Implementation details of K-means++ without sklearn

Question

I am doing K-means using MINST dataset. However, I found difficulties in the implementation on initialization and some further steps.

For the initialization, I have to first pick one random data point to the first centroid. Then for the remaining centroids, we also pick data points randomly, but from a weighted probability distribution, until all the centroids are chosen

I am sticking in this step, how can I apply this distribution to choose? I mean, how to implement it? for the D_{k-1}(x), can I just use np.linalg.norm to compile and square it?

For my implementation, I now just initialized the first element

self.centroids = np.zeros((self.num_clusters, input_x.shape[1]))
ran_num = np.random.choice(input_x.shape[0])
self.centroids[0] = input_x[ran_num]

for k in range(1, self.num_clusters):

for the next step, do I need to find the next centroid by obtaining the largest distance between the previous centroid and all sample points?

Answer 1

You need to create a distribution where the probability to select an observation is the (normalized) distance between the observation and its closest cluster. Thus, to select a new cluster center, there is a high probability to select observations that are far from all already existing cluster centers. Similarly, there is a low probability to select observations that are close to already existing cluster centers.

This would look like this:

centers = []
centers.append(X[np.random.randint(X.shape[0])]) # inital center = one random sample
distance = np.full(X.shape[0], np.inf) 
for j in range(1,self.n_clusters):
    distance = np.minimum(np.linalg.norm(X - centers[-1], axis=1), distance) 
    p = np.square(distance) / np.sum(np.square(distance)) # probability vector [p1,...,pn]
    sample = np.random.choice(X.shape[0], p = p)
    centers.append(X[sample])

- Exercise task -
Print the stretch of the K-means++ thread from "centers = []" through "centers[-1], axis=1), distance)", copied word for word.

- Entries supplied -
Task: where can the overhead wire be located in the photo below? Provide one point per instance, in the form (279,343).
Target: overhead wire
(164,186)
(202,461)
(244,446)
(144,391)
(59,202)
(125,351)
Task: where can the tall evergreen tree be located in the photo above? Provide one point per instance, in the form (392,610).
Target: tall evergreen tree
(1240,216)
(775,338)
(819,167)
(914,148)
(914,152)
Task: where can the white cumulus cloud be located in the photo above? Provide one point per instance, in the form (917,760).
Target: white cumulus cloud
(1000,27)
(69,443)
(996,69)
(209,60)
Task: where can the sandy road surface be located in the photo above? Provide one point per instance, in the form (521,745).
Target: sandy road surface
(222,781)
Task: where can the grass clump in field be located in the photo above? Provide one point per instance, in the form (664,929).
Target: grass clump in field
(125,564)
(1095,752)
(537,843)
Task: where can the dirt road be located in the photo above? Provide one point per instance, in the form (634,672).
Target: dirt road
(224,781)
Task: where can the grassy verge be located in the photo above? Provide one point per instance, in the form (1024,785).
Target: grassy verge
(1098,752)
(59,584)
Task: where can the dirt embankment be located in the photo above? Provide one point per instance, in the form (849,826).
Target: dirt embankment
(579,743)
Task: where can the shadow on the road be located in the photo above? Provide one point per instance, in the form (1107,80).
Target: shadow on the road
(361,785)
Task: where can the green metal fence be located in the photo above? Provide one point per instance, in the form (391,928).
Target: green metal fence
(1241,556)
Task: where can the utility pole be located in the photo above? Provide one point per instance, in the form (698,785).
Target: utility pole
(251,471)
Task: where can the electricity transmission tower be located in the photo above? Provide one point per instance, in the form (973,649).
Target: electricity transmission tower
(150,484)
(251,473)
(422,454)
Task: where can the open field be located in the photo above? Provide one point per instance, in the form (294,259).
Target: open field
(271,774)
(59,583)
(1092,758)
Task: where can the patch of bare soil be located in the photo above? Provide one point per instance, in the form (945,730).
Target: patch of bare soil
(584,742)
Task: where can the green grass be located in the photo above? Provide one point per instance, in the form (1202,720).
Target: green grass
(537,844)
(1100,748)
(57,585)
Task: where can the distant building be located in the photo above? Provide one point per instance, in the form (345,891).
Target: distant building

- Result of the task -
centers = []
centers.append(X[np.random.randint(X.shape[0])]) # inital center = one random sample
distance = np.full(X.shape[0], np.inf) 
for j in range(1,self.n_clusters):
    distance = np.minimum(np.linalg.norm(X - centers[-1], axis=1), distance)